Given records:
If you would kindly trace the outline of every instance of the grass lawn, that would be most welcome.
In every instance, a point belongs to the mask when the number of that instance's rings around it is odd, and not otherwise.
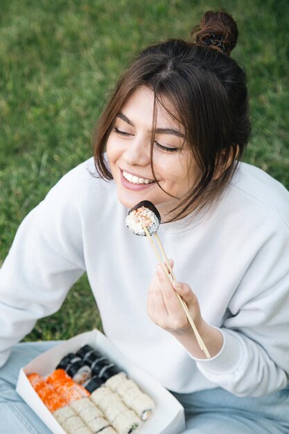
[[[24,217],[91,155],[107,96],[142,47],[188,38],[208,9],[237,20],[253,131],[245,160],[289,189],[287,0],[1,0],[0,265]],[[100,321],[86,276],[26,340],[67,338]]]

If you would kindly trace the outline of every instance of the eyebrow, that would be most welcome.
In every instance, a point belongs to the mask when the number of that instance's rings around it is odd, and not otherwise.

Work to be completed: Write out every line of the material above word for word, leaving out the pictures.

Response:
If you would kindly trace the outline of every instance of the grass lawn, that would be most welcome.
In every instance, a point belongs to the mask when the number of that instance's rings around it is odd, and not otherwise.
[[[24,217],[91,155],[107,96],[142,47],[188,38],[208,9],[237,20],[253,131],[245,160],[289,189],[287,0],[1,0],[0,265]],[[100,321],[86,276],[26,340],[67,338]]]

If you would kindly trace the outline of every instance of the eyebrow, that would be most welcome.
In every instance, a point belongs to the mask when the number of that instance's rings around it is odd, and not otherwise.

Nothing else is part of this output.